# [Source material]
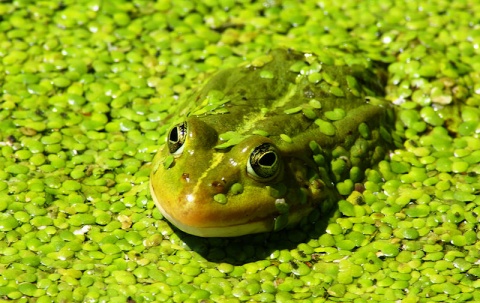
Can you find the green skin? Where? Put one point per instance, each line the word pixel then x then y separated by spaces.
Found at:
pixel 193 176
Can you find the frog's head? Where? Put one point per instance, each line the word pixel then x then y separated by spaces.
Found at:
pixel 213 192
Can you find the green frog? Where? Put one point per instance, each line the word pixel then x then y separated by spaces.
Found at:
pixel 262 145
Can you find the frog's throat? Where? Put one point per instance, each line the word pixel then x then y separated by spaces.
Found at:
pixel 222 231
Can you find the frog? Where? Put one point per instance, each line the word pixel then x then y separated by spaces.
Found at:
pixel 259 146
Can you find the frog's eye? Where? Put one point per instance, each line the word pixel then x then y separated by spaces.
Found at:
pixel 264 162
pixel 176 138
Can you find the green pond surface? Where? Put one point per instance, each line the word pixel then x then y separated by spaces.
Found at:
pixel 86 86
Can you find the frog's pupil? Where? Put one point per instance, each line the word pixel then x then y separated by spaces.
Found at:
pixel 176 137
pixel 268 159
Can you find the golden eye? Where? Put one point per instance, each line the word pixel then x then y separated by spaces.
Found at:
pixel 176 138
pixel 264 163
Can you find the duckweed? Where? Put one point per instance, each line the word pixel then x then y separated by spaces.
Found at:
pixel 86 86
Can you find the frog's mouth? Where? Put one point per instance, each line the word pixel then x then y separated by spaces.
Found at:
pixel 252 227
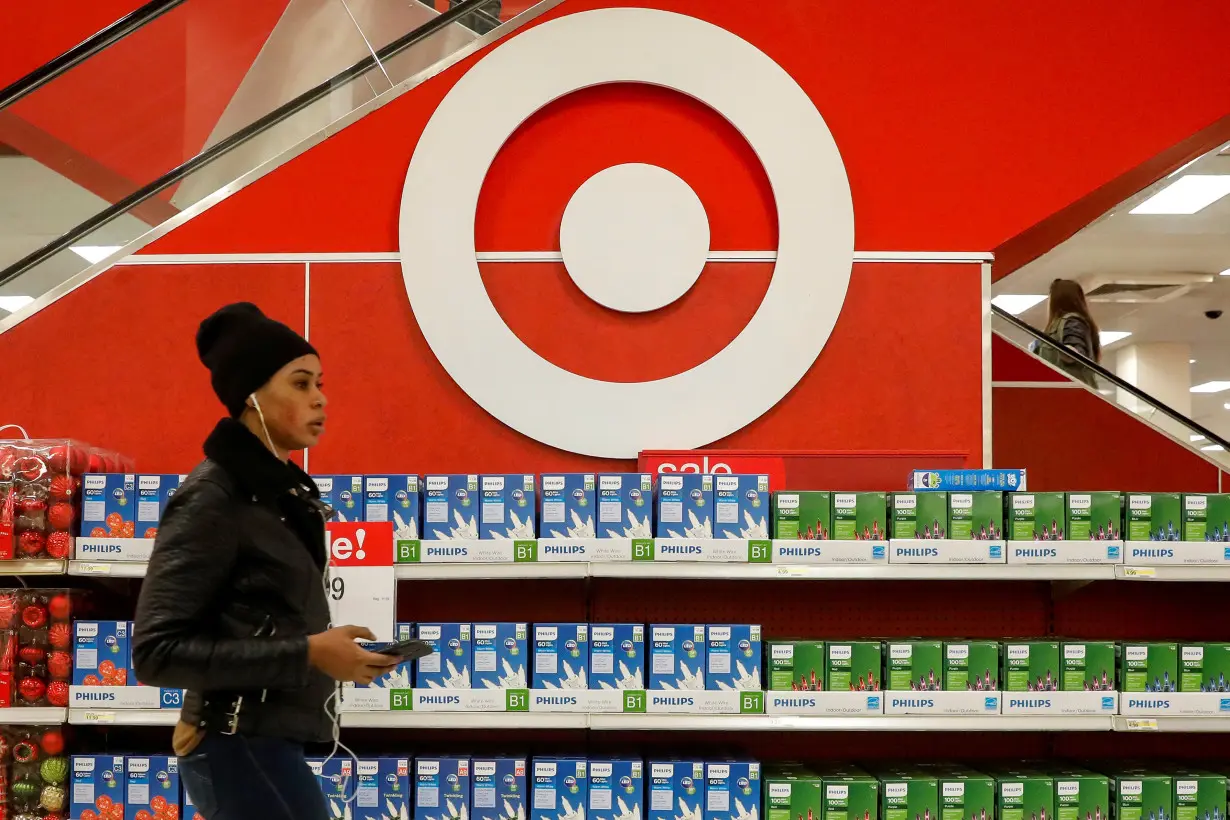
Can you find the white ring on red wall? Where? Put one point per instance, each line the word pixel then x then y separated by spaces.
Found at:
pixel 619 419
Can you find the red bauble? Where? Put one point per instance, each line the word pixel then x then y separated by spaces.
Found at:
pixel 33 616
pixel 52 743
pixel 58 693
pixel 59 664
pixel 31 542
pixel 60 515
pixel 59 636
pixel 60 606
pixel 32 689
pixel 58 546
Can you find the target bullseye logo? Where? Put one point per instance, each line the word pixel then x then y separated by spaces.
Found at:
pixel 634 237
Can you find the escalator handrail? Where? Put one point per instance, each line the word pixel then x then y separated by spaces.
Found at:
pixel 117 31
pixel 239 138
pixel 1025 327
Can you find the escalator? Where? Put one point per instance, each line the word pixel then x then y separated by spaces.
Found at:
pixel 1100 427
pixel 185 98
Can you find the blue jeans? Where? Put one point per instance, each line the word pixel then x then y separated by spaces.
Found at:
pixel 231 777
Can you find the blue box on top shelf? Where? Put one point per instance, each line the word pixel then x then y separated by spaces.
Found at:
pixel 561 787
pixel 343 493
pixel 677 788
pixel 741 507
pixel 567 508
pixel 450 507
pixel 685 505
pixel 616 788
pixel 499 789
pixel 383 788
pixel 625 505
pixel 677 655
pixel 561 655
pixel 442 788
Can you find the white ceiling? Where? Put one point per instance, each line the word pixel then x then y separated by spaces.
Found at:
pixel 1186 252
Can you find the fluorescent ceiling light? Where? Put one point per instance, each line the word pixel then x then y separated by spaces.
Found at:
pixel 1187 194
pixel 12 304
pixel 1210 387
pixel 1016 304
pixel 94 253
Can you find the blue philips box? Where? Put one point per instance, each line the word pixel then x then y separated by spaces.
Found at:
pixel 383 788
pixel 499 789
pixel 625 505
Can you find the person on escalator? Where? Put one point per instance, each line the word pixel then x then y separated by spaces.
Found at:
pixel 1070 325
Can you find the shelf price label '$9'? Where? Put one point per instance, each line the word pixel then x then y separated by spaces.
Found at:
pixel 362 587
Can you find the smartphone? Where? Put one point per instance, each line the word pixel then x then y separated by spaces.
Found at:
pixel 411 649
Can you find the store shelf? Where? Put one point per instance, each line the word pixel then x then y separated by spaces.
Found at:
pixel 35 716
pixel 123 717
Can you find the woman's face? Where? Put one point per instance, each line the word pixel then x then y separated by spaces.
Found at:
pixel 294 405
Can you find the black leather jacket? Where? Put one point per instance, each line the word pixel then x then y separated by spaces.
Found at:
pixel 234 589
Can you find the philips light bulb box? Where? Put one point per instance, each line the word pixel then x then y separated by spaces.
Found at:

# [What is needed]
Lay out all of the material above as a numbered list, skipping any blank lines and leaving the pictures out.

# [Response to the task]
1. Can you find the green skin? Where? Put one point per instance, each line the word pixel then x then y separated by spaces.
2. Found at:
3. pixel 193 176
4. Can you find the frog's head? Where? Put one point per instance, each line the word pixel then x then y separated by spaces.
5. Found at:
6. pixel 213 192
7. Can you find the green frog? Where? Put one point per instance, each line the word pixel then x then y separated by spaces.
8. Found at:
9. pixel 262 145
10. Can you find the frog's throat? Where? Put one point per instance, each line the word pixel then x then y separated by spaces.
11. Found at:
12. pixel 222 231
13. Can you find the frog? Where? Put one point per instance, each line the word pixel then x then y separated by spaces.
14. Found at:
15. pixel 259 146
16. Can you find the frog's eye? Where? Put one point per instance, each line the word pixel then x then y separated by spaces.
17. Found at:
18. pixel 264 162
19. pixel 176 138
20. Can you find the green pond surface? Where? Put one point per instance, each line the word pixel then x then y separated by spaces.
21. Found at:
22. pixel 86 86
23. Can you find the frog's pupil? Where? Put one point per instance, each line the word pixel then x then y separated by spaces.
24. Found at:
25. pixel 176 137
26. pixel 268 159
27. Can you find the golden eye? Where? Put one point per instance, each line the word pixel then x then y separated by spaces.
28. Found at:
29. pixel 176 138
30. pixel 264 163
31. Can you find the duckweed? Where? Put one point per instance, each line the word pixel then x then y separated by spaces.
32. Found at:
33. pixel 86 86
34. Can you find the frog's mouth? Where? Put one point per instance, each line the word pixel then x then y separated by spaces.
35. Found at:
36. pixel 252 227
37. Can you find the white ring on red wall? Where? Put one point per instance, each line the word pixel then x then y separated by spaces.
38. Found at:
39. pixel 619 419
40. Can you find the red bauble? Where? Put one point per instance, each line the word pixel then x then y separated by spaces.
41. Found at:
42. pixel 33 616
43. pixel 52 743
44. pixel 58 693
45. pixel 59 664
46. pixel 31 542
47. pixel 60 515
48. pixel 59 636
49. pixel 60 606
50. pixel 32 689
51. pixel 58 546
52. Can you find the target bullseye logo? Where? Put one point per instance, each line the word pixel then x then y separated by spaces.
53. Found at:
54. pixel 634 237
55. Can you find the escalator handrail? Where? Put one point per instance, each line the word pixel then x then y separated by spaces.
56. Found at:
57. pixel 117 31
58. pixel 239 138
59. pixel 1025 327
60. Can you find the escalator? Where? Put one point per instance, each line the word pixel then x then y separated by spaces.
61. Found at:
62. pixel 1100 427
63. pixel 185 98
64. Can you find the blue jeans? Where? Put one point per instance, each line the word pixel then x then y separated by spaces.
65. Found at:
66. pixel 231 777
67. Can you find the blue box on top shelf? Where? Put one point per instance, each line the word pixel then x then y separated by spaces.
68. Found at:
69. pixel 561 787
70. pixel 343 493
71. pixel 677 788
72. pixel 741 507
73. pixel 567 508
74. pixel 450 507
75. pixel 685 505
76. pixel 616 788
77. pixel 499 789
78. pixel 383 788
79. pixel 625 505
80. pixel 677 655
81. pixel 561 655
82. pixel 442 788
83. Can you find the white ceiling? Where? Put one point per instance, each line the word pixel then x then y separated by spaces.
84. Found at:
85. pixel 1186 252
86. Can you find the fluorescent ceiling light? Where? Put one point per instance, each line the word pixel then x then y separated by spaces.
87. Found at:
88. pixel 1187 194
89. pixel 12 304
90. pixel 1210 387
91. pixel 1016 304
92. pixel 94 253
93. Can you find the blue philips box? Where? Put one point per instance, each line the word pixel then x then y separated by spaces.
94. Found at:
95. pixel 383 788
96. pixel 499 789
97. pixel 625 505
98. Can you find the person on escalator? Where? Put one point per instance, each line the word pixel then x then y separated by spaces.
99. Found at:
100. pixel 1070 325
101. Can you find the shelf price label '$9'? Where? Put one point per instance, each line the word pixel then x then y separated by spaces.
102. Found at:
103. pixel 362 587
104. Can you find the smartphone? Where? Put one point per instance, each line the word pixel then x then y separated by spaces.
105. Found at:
106. pixel 411 649
107. Can you find the store shelf? Where? Put one point per instance, each line the word pixel then x then y separated by spaces.
108. Found at:
109. pixel 35 716
110. pixel 123 717
111. Can you find the woman's face? Where? Put one point per instance, each line the word pixel then x then y separated by spaces.
112. Found at:
113. pixel 294 405
114. Can you find the black leather jacket? Where? Put one point per instance, each line the word pixel then x then y separated by spaces.
115. Found at:
116. pixel 234 589
117. Can you find the philips light bulb box? Where? Put one point per instance, each line the word pixel then x then y separated by spaces.
118. Found at:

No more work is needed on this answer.